AIM OF THE TASK →
Reproduce each record exactly, leaving out no line.

DATA SUPPLIED →
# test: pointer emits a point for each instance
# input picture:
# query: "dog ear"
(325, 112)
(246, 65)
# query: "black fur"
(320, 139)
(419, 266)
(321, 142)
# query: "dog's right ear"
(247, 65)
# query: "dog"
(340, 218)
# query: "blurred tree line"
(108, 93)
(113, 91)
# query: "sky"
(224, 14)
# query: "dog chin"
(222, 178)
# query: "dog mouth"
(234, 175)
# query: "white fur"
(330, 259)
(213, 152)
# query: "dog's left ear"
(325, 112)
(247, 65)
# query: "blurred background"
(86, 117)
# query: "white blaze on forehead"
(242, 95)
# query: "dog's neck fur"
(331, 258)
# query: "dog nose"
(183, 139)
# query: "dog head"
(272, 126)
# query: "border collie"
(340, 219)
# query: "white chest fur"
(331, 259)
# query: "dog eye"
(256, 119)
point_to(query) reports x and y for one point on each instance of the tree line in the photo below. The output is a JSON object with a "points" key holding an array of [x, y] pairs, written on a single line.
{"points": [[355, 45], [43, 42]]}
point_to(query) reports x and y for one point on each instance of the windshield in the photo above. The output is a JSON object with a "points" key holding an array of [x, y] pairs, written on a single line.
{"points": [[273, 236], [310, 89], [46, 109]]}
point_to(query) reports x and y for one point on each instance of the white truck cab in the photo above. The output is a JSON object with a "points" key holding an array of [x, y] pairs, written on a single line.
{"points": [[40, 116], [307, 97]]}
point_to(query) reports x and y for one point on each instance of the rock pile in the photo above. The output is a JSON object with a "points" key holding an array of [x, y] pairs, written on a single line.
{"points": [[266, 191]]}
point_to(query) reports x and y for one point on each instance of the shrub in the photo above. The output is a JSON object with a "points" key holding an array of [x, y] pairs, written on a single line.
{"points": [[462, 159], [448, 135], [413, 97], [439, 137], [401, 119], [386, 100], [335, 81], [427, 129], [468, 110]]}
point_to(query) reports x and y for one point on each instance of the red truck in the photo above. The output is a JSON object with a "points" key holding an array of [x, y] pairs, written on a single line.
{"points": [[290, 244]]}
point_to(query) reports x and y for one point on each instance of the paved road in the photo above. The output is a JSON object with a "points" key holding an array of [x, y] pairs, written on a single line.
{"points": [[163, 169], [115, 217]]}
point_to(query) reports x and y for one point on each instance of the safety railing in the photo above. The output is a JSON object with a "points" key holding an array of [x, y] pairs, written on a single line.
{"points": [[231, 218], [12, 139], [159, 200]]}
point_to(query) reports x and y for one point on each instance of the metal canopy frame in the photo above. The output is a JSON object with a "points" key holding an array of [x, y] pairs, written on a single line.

TASK OUTPUT →
# test: pointer emits a point for each instance
# input picture:
# query: "dog ear"
(325, 112)
(246, 65)
# query: "black fur"
(320, 139)
(419, 266)
(321, 142)
# query: "dog's right ear"
(247, 65)
# query: "dog"
(340, 218)
# query: "blurred tree line"
(108, 93)
(113, 91)
# query: "sky"
(224, 14)
# query: "dog chin"
(222, 178)
# query: "dog mouth"
(234, 175)
# query: "white fur"
(330, 259)
(213, 152)
# query: "dog's left ear"
(325, 112)
(247, 65)
# query: "blurred background"
(86, 117)
# query: "white blaze on forehead"
(242, 95)
# query: "dog's neck fur"
(331, 258)
# query: "dog nose"
(183, 139)
# query: "dog head"
(272, 126)
# query: "border collie"
(340, 219)
# query: "white chest fur"
(331, 259)
# query: "dog eye"
(256, 119)
point_to(query) reports x and y for one point on each instance of the tree line in the photo below. The output is a JSON object with a "points" key holding an array of [x, y] pairs, written on a single line.
{"points": [[355, 45], [43, 42]]}
point_to(query) reports x and y for one point on each instance of the windshield in the photo above. The output is a JSON object with a "points" key holding an array of [x, y] pairs, written on a single line.
{"points": [[273, 236], [310, 89], [46, 109]]}
point_to(query) reports x and y for one point on each instance of the white truck cab in the photo above. The output is a JSON object with a "points" key holding an array of [x, y] pairs, written on a single line.
{"points": [[40, 116], [307, 97]]}
point_to(query) reports x and y for one point on each instance of the rock pile in the photo above. The output is a JSON object with a "points" key holding an array of [x, y] pairs, written on a single line.
{"points": [[266, 191]]}
point_to(query) reports x and y for one point on each instance of the shrub in the photo above. The output is a JSON object with a "points" key holding an array of [x, y] pairs, written on a single line.
{"points": [[462, 159], [448, 135], [413, 97], [439, 137], [401, 119], [386, 100], [335, 81], [427, 129], [468, 110]]}
point_to(query) reports x and y for one point on each instance of the red truck in the photo above. The output is a JSON object with a "points" key holding an array of [x, y] pairs, written on a single line.
{"points": [[290, 244]]}
point_to(query) reports x and y for one point on each instance of the paved road in the photo above. The output is a JSON object with a "points" key holding an array of [x, y] pairs, written on a single line.
{"points": [[163, 169], [115, 217]]}
point_to(query) reports x and y for one point on each instance of the safety railing in the photo above. The output is a JSON object with a "points" key holding an array of [x, y] pairs, written on a single line.
{"points": [[231, 218], [12, 139], [159, 200]]}
point_to(query) reports x and y for one point on each instance of the metal canopy frame in the photo above. The output is a JSON object with a "points" key holding an array of [x, y] pairs, written on a single line.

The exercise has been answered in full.